Source text:

Background: Accurate and timely discharge summaries are critical to safe transitions of hospitalized patients to the outpatient setting and reduce readmissions1–6. However, composing the hospital course (HC) section of the discharge summary is laborious and time consuming, contributing to increased documentation burden7,8, work outside of work9, and clinician burnout10,11. Recent retrospective studies demonstrated that large language models (LLMs) can generate HCs with comparable quality as physicians12,13.

Purpose: In this study, we address the pressing need for prospective, real-world evaluation of such tools14,15 by implementing and evaluating the safety and utility of MedAgentBrief, an LLM-based HC generator. Primary outcome was physician-reported potential for and severity of harm from the unedited HC; secondary outcomes included utilization rate of generated HCs in the final discharge summary, time in discharge summaries, time from discharge to completion of discharge summary (chart closure time), and change in cognitive burden (NASA Task Load Index [TLX]) and burnout (Stanford PFI Work Exhaustion Scale).

Given data:
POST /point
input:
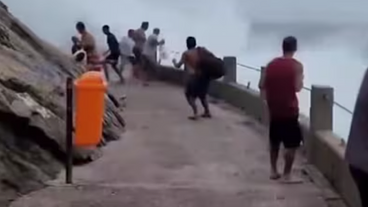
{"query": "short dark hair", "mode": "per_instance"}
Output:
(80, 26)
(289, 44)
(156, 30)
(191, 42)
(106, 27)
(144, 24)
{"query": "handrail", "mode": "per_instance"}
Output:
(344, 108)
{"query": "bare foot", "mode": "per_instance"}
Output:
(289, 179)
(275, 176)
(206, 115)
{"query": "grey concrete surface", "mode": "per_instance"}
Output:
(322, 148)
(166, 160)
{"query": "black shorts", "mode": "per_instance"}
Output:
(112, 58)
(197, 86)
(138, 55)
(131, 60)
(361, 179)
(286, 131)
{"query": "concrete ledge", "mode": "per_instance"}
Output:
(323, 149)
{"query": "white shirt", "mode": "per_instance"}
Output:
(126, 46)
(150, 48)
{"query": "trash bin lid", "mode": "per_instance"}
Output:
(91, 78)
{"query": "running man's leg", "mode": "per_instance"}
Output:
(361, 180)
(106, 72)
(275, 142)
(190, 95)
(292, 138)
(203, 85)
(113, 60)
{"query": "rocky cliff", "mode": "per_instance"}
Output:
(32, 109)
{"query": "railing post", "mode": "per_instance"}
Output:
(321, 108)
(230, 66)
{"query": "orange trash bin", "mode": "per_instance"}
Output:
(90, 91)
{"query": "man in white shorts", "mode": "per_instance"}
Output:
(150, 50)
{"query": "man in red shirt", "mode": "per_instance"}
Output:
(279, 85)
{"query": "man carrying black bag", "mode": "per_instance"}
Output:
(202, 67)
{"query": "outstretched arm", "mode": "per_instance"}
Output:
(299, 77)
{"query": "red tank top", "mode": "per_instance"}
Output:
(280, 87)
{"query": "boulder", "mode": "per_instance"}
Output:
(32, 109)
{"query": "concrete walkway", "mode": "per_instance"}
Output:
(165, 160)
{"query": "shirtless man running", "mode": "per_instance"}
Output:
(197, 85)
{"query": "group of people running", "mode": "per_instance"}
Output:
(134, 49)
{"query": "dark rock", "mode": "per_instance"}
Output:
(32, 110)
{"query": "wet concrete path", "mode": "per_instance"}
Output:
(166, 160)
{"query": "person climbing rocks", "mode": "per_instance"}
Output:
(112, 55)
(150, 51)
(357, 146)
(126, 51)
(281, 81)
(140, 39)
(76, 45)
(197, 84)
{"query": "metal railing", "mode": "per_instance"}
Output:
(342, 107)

Exercise details:
Repeat everything in the MedAgentBrief study summary from "Purpose: In this" down to "Work Exhaustion Scale).". The items play no part in the work that comes next.

Solution below:
Purpose: In this study, we address the pressing need for prospective, real-world evaluation of such tools14,15 by implementing and evaluating the safety and utility of MedAgentBrief, an LLM-based HC generator. Primary outcome was physician-reported potential for and severity of harm from the unedited HC; secondary outcomes included utilization rate of generated HCs in the final discharge summary, time in discharge summaries, time from discharge to completion of discharge summary (chart closure time), and change in cognitive burden (NASA Task Load Index [TLX]) and burnout (Stanford PFI Work Exhaustion Scale).